> Task to complete
Reproduce word for word the lines between those holding "class=wooden bridge support" and "class=rough stone wall", inclusive, and nothing else from the data below.

> Records to process
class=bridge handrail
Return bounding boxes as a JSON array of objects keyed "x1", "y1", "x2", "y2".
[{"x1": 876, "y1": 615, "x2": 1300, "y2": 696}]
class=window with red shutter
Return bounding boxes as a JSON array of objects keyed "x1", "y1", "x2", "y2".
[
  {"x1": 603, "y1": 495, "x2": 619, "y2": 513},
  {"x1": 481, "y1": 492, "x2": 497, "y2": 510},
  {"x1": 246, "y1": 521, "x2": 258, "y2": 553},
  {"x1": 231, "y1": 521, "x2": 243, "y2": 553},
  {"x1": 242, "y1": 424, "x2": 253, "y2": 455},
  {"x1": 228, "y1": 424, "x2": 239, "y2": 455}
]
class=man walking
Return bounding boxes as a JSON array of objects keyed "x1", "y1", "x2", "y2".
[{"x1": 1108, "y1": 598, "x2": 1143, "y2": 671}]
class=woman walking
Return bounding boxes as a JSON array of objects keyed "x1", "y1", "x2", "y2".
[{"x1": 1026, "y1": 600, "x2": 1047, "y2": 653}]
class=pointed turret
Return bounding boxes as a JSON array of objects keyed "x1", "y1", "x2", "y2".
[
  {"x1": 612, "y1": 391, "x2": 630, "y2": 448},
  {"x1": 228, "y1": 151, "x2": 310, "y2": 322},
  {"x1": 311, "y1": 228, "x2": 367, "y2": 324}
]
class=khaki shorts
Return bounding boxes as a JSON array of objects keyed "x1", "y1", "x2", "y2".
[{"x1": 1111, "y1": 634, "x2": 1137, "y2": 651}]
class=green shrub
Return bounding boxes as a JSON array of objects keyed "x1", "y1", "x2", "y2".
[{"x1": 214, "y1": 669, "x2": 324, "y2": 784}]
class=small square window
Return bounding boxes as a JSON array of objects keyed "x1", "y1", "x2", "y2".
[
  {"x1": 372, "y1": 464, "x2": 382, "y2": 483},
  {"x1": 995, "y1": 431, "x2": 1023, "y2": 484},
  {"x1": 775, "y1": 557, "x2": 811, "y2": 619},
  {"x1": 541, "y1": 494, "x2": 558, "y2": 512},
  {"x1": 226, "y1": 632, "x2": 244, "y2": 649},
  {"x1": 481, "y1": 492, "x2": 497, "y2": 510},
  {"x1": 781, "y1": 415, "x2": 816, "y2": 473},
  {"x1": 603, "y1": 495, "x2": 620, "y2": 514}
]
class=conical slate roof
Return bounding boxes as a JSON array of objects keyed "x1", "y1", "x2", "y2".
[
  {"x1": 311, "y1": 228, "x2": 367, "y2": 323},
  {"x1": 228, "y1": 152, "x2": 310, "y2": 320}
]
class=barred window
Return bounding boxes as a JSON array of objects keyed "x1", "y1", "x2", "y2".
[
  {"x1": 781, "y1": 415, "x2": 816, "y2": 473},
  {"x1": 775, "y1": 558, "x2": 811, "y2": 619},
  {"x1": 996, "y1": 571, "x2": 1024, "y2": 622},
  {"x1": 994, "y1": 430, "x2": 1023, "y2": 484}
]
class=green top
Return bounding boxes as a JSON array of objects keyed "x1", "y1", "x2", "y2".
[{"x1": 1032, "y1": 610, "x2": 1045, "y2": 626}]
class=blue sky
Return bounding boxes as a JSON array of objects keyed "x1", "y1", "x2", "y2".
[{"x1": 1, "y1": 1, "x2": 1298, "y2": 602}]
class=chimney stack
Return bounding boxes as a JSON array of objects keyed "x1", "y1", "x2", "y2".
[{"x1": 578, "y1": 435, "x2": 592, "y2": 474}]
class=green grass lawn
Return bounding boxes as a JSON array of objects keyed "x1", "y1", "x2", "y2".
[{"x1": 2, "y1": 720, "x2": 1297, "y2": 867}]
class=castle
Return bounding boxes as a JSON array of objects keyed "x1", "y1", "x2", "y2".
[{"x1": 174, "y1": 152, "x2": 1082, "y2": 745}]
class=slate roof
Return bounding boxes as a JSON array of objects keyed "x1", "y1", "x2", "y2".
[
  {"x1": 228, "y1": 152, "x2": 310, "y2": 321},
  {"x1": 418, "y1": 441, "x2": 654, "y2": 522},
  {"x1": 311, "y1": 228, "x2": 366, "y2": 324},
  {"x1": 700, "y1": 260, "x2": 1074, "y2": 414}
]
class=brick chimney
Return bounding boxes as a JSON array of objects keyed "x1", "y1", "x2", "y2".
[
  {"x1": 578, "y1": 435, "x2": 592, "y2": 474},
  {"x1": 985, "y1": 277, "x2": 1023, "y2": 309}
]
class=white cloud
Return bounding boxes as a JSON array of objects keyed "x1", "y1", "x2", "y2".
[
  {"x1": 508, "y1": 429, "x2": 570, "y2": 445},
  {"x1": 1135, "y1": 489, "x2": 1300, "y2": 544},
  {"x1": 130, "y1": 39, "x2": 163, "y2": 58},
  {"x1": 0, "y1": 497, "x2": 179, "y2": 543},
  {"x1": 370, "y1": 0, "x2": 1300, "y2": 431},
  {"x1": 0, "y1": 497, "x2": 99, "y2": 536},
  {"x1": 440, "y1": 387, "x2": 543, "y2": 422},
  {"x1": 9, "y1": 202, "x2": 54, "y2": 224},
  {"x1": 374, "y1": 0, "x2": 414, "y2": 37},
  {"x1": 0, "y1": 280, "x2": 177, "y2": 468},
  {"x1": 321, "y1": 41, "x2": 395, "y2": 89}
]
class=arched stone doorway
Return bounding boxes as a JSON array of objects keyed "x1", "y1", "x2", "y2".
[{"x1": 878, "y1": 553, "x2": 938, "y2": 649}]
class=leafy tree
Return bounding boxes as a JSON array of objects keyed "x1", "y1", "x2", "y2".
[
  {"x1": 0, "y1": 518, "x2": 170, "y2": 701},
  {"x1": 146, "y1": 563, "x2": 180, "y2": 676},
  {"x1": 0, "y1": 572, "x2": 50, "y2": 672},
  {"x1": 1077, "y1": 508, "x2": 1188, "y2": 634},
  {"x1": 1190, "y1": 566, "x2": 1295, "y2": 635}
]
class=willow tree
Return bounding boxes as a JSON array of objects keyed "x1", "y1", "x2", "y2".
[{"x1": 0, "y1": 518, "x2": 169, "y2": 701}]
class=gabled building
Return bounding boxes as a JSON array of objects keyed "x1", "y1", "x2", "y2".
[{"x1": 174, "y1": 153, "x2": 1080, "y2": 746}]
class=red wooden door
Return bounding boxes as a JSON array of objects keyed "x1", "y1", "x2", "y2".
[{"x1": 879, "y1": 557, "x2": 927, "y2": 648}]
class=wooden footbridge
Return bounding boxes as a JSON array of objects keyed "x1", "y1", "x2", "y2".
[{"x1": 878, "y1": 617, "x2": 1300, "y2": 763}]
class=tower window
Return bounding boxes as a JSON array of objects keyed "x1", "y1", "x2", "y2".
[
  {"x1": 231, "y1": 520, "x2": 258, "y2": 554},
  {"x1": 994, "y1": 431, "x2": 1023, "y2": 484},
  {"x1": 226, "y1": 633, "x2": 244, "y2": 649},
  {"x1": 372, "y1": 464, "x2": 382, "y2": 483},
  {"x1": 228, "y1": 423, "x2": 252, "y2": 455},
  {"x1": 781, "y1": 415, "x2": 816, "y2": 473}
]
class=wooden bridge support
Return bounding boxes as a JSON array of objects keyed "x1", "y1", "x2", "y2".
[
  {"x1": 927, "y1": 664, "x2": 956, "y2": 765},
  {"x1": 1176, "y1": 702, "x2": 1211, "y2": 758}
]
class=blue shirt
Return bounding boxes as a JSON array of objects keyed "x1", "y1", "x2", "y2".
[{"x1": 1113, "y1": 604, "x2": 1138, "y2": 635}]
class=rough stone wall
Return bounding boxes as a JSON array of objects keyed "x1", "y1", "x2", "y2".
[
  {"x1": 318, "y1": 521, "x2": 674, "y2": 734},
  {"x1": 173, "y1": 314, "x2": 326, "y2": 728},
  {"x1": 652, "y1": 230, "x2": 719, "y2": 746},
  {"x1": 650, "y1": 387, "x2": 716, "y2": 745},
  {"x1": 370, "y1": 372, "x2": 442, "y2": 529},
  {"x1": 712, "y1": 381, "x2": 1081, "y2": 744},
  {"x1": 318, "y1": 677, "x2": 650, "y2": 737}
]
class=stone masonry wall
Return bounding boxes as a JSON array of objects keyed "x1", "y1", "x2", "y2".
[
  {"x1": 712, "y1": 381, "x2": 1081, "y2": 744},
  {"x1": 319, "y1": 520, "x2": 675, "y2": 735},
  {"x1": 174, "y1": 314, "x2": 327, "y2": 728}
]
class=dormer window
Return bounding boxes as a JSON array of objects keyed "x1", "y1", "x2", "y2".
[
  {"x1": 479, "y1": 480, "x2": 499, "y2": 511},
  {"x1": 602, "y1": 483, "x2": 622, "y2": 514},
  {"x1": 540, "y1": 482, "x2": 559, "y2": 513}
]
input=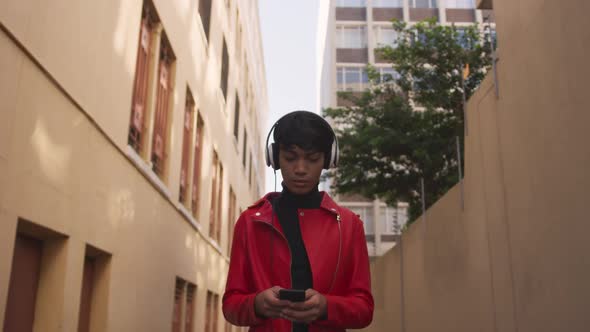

> Response area
class=wooden bridge support
Return bounding boxes as a JSON array of objects keyed "x1", "y1", "x2", "y2".
[
  {"x1": 927, "y1": 664, "x2": 956, "y2": 765},
  {"x1": 1176, "y1": 702, "x2": 1211, "y2": 758}
]
class=blue shirt
Return bounding boxes as a JSON array of objects keyed "x1", "y1", "x2", "y2".
[{"x1": 1113, "y1": 604, "x2": 1138, "y2": 635}]
class=rough stone wall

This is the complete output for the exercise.